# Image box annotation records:
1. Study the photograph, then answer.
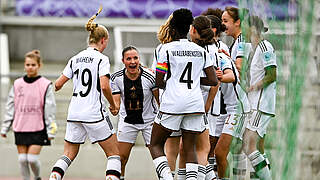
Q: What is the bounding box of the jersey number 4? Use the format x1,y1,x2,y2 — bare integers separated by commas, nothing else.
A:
73,68,92,97
179,62,193,89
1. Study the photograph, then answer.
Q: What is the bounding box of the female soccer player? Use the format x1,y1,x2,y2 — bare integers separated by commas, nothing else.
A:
151,9,217,180
243,16,277,180
111,46,159,179
1,50,57,180
50,8,121,180
188,16,219,180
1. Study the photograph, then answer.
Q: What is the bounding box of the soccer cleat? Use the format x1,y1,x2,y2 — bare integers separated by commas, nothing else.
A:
49,172,61,180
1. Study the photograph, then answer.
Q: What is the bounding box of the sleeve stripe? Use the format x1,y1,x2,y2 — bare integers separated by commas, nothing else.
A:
110,70,123,81
259,41,268,52
156,63,168,73
142,73,156,84
142,71,156,80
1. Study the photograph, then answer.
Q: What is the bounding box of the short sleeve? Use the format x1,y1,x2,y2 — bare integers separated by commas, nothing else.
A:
203,51,214,69
208,53,218,68
99,56,110,77
110,78,121,94
62,59,73,79
219,55,232,71
156,49,169,74
261,49,277,68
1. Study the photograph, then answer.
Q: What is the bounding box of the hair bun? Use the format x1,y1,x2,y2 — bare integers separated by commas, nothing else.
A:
31,49,40,56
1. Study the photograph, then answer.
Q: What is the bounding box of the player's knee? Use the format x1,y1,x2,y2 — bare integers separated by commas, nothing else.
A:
18,154,28,163
27,154,39,164
214,147,229,161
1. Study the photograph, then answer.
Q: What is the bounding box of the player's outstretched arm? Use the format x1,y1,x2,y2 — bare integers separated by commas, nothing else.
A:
248,66,277,91
54,74,69,91
100,76,119,115
200,66,218,86
218,69,236,83
156,71,166,89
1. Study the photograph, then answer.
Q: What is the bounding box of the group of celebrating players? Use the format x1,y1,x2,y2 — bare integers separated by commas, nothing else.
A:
1,3,277,180
50,7,277,180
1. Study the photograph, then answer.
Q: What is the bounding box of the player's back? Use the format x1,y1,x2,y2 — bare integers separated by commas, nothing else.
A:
64,48,110,121
159,39,212,114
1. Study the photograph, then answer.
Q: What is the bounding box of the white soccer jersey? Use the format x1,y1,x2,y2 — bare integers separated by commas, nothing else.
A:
220,53,251,114
63,47,110,122
157,39,213,114
229,33,251,61
110,67,158,124
248,40,277,115
217,39,229,52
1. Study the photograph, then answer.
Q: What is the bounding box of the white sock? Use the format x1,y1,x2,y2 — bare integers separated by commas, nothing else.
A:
206,164,216,180
262,153,271,169
106,155,121,180
248,151,272,180
233,153,247,180
248,160,259,180
198,164,206,180
171,171,176,179
49,155,72,180
177,168,186,180
18,154,30,180
186,163,199,180
153,156,173,180
27,154,40,180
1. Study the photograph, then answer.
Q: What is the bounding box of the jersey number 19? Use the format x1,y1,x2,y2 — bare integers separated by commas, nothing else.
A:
73,68,92,97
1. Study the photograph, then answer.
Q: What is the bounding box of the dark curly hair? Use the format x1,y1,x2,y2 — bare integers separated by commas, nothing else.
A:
169,8,193,40
201,8,223,21
192,16,214,47
207,15,226,36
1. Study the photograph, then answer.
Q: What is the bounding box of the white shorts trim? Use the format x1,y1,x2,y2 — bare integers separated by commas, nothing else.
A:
208,114,223,137
222,114,249,139
213,114,227,137
65,117,115,144
247,110,273,138
155,112,208,132
117,118,153,145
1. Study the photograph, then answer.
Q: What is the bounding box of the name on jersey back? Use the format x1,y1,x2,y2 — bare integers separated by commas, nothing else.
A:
76,57,94,63
171,51,202,57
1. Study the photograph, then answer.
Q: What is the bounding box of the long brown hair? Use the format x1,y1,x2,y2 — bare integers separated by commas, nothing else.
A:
24,49,42,66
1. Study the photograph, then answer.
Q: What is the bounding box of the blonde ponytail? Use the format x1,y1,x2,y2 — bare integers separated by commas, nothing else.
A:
85,6,109,44
157,14,173,44
86,5,102,32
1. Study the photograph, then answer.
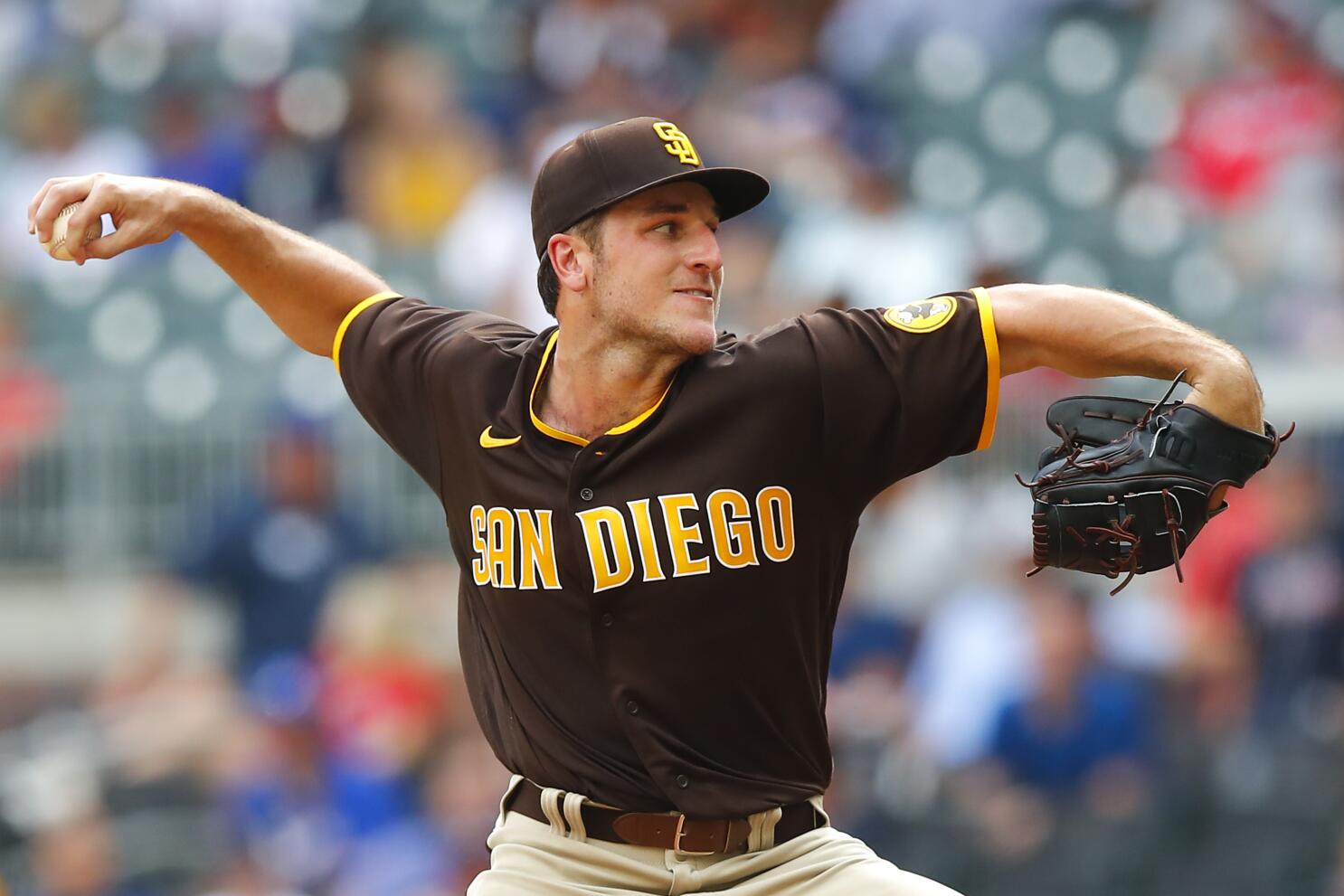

# WHAT YOU WILL DO:
List every line of the material above that contains the string "jersey", matching case exactly.

# FINISHED EXERCISE:
Q: What is the bounding box of the jersey number 4? Use the format x1,y1,x2,y2 — bare integers separated by commas, nothing else.
Q: What is the bounding box of the white soccer jersey? Use the format x1,y1,x2,y2 — bare integers separated by commas, nothing else.
Q: What is the bounding box of the jersey number 19? Use the format x1,y1,x2,y2 — bare integers separated by commas, nothing else.
Q: What is the bounding box of the name on jersey back? Use the format x1,y1,x2,y2 — bare integers separated by commas, nothing else.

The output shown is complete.